[Task statement] Restate the data below, keeping every line the same.

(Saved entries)
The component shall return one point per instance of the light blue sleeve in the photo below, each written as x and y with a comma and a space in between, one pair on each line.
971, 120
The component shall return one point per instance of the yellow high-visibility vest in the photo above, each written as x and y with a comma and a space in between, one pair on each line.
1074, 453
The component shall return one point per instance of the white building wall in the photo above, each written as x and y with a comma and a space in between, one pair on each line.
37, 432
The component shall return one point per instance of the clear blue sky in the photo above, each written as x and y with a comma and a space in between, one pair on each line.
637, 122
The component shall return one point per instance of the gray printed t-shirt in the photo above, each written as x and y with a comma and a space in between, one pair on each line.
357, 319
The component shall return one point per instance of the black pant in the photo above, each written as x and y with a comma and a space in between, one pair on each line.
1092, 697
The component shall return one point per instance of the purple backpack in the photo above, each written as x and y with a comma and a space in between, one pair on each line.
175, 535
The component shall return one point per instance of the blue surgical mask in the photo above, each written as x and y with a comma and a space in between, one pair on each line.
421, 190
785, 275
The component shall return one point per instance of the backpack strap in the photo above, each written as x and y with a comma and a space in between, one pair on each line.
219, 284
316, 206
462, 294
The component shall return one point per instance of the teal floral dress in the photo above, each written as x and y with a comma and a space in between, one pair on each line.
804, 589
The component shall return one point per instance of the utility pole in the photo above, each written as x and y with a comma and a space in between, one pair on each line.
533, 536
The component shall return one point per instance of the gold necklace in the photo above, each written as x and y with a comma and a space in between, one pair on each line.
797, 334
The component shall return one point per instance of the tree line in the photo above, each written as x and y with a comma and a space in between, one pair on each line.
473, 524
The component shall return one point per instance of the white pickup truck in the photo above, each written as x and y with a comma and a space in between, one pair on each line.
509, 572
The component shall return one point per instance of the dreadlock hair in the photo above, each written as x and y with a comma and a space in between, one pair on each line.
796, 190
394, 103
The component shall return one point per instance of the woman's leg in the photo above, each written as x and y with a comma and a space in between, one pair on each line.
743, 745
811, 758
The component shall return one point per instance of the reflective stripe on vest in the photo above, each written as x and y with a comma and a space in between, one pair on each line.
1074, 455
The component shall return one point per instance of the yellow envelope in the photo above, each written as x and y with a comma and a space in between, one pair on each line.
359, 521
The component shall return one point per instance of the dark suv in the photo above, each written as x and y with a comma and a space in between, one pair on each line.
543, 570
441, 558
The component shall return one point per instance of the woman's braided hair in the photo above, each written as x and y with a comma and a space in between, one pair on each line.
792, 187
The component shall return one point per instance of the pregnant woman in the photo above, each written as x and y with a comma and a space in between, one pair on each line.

[Answer to this task]
The component shall return one point per instance of the light blue sleeve in the photo below, each written as x and y with a comma and a space in between, one pair on each line.
971, 120
The component shall return one point per instance of the yellow high-visibility vest in the photo above, each written as x and y with a comma and a space in between, one pair on each line.
1074, 453
The component shall return one point per instance of the white building wall in the photo above, each written as x and y with a comma and a space in between, one pair on each line.
37, 432
The component shall return one point per instance of the clear blue sky in the photo above, each written as x and y with a comma and a space in between, one pair on each line.
637, 122
The component shall return one point per instance of the gray printed t-shirt in the photo above, each written as x and y with a comma and a space in between, one pair on each line.
357, 319
The component shall return one point per instance of the black pant in the photo above, each written as x and y with a comma and a space in between, one pair on each line.
1092, 697
The component shall return one point per instance of the purple backpack in the photo above, each written as x and y with a comma and a space in between, one pair on each line.
175, 535
The component shall return one point per instance of the blue surgical mask in the photo above, each written as x and y with a comma and a space in between, one pair on each line.
421, 190
785, 275
The component shall return one point per instance of the backpack strap in the photo above, each written as x and y with a comma and a space in between, one pair on each line.
219, 284
316, 206
462, 294
The component shall return one point per instance of the teal floral dress in the photo above, each written as x and y with a comma and a space in between, one pair on each line.
804, 589
The component shall return one point per instance of the utility pole in the photo above, each written as x and y with a comma and a space in between, one pair on each line.
533, 536
The component shall return one point per instance of the gold necklace in the photo above, each written as x and y with a comma and a space in between, one pair on each line.
797, 334
The component shall return one point per instance of the tree line in the photo above, each written as x and y with a comma and a space in between, one pair on each line.
473, 524
The component shall return one point per instance of the white pickup truck in the photo above, each written as x and y with a comma and a space in between, one pair on each line.
509, 572
The component shall return one point per instance of the dreadlock hair in the photo above, each written as x and y with a comma and a space in between, one pair on each line.
796, 190
394, 103
The component shall return one point per instance of the woman's leg in the photo above, each written as x and y with a comma and a space in between, one pair on each line.
743, 745
811, 758
The component shall return one point per instance of the reflective stripe on vest in the photo above, each written as x and y with a comma and a space in between, one pair on each line.
1074, 455
The component shall return one point per instance of the yellow envelope in the photo above, each written as x and y with a comma and a space in between, one pair on each line.
359, 521
The component shall return one point per instance of the dark suv in the photo above, each written as x and y with a comma and a space in between, one pair on each line.
543, 570
441, 558
The component shall return one point per instance of the woman's braided hair in the photo above, each written as x and y with a comma and a space in between, one pair on each line.
792, 187
The component shall return one point per instance of the pregnant woman in the photo above, each written as x and y with a comma and a space in between, one pair on each line.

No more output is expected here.